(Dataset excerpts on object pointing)
'''

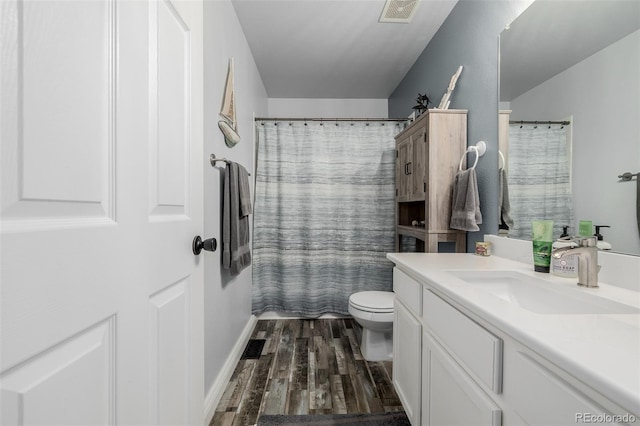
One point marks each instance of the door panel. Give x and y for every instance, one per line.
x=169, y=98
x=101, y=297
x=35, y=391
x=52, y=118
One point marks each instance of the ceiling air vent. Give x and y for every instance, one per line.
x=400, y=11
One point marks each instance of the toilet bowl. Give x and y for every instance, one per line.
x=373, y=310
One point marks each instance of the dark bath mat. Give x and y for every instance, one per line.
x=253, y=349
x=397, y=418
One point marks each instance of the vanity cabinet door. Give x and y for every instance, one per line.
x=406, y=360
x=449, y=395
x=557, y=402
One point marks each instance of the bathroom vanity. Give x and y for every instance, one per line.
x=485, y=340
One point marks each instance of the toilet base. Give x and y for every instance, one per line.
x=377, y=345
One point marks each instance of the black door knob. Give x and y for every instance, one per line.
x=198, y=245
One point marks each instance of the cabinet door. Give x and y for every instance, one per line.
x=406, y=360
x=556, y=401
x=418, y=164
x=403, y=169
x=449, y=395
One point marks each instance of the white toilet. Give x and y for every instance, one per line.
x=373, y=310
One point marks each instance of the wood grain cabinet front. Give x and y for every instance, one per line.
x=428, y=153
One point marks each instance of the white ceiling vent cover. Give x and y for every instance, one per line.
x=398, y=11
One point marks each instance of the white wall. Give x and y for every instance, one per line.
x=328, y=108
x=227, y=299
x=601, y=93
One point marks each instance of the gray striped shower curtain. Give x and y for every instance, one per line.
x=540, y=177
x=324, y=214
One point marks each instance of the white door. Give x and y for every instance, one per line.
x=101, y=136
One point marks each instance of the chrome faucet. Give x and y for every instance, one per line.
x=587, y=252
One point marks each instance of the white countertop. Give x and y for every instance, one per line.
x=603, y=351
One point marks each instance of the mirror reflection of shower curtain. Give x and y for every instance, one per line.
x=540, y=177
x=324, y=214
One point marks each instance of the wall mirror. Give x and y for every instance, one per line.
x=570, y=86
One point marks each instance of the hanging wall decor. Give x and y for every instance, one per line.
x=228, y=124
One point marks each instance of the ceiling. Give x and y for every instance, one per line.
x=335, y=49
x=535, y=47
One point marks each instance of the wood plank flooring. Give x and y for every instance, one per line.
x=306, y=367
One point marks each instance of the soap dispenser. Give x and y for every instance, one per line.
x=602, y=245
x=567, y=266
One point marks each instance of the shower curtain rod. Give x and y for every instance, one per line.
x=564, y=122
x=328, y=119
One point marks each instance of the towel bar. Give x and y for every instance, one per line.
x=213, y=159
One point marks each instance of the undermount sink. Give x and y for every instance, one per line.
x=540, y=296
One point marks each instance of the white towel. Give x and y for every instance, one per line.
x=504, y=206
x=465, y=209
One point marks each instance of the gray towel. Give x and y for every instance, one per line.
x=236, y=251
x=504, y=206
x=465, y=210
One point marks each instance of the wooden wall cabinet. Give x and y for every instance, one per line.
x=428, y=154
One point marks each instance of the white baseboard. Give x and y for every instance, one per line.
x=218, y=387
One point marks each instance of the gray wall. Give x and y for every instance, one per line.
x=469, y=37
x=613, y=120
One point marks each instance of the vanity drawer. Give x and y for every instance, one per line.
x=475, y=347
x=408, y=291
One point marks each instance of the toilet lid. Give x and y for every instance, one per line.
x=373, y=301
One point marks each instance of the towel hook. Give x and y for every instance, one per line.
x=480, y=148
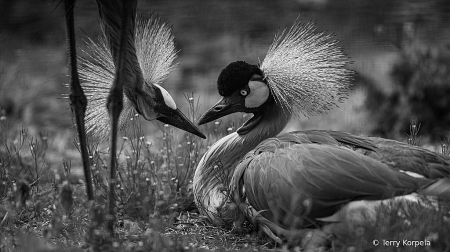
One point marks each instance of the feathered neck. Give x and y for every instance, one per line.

'''

§ What the task asks
Copy the items word for word from their beginning through the line containing "x=587, y=252", including that line, and leave the pictures out of your copy.

§ In response
One point marks each instance of the door panel. Give x and y for every instance, one per line.
x=169, y=98
x=101, y=297
x=35, y=391
x=52, y=118
One point marks each instance of the ceiling air vent. Give x and y for every instance, one per line.
x=400, y=11
One point marks each instance of the toilet bowl. Give x and y for every instance, one per line.
x=373, y=310
One point marks each instance of the dark bath mat. Give x and y for every instance, one per line.
x=253, y=349
x=397, y=418
One point marks each instance of the vanity cabinet door. Give x and y for every instance, one per line.
x=406, y=360
x=449, y=395
x=557, y=402
One point marks each instance of the bathroom vanity. Give x and y for every instance, one per line.
x=485, y=340
One point marks each instance of the toilet base. Give x and y for every instance, one per line.
x=377, y=345
One point marks each instance of the black door knob. Give x and y for every instance, one per line.
x=198, y=245
One point marks each instance of the cabinet door. Give x and y for every instance, one per line.
x=406, y=360
x=556, y=401
x=418, y=164
x=403, y=169
x=449, y=395
One point marks each instance of the white toilet. Give x and y for every instance, one per line.
x=373, y=310
One point marks each instance of the wood grain cabinet front. Give x and y for every instance, one per line.
x=428, y=153
One point marks each instance of the white ceiling vent cover. Give x and y for every instance, one per line.
x=398, y=11
One point marks each instance of the white wall. Give x and y for every instance, one per line.
x=328, y=108
x=227, y=299
x=601, y=93
One point marks each instance of the gray striped shower curtain. Give x and y for every instance, one per line.
x=540, y=177
x=324, y=214
One point marks each instance of the white door. Give x and y for every instance, one per line.
x=101, y=136
One point marks each instance of the chrome faucet. Give x and y for every instance, one per line.
x=587, y=252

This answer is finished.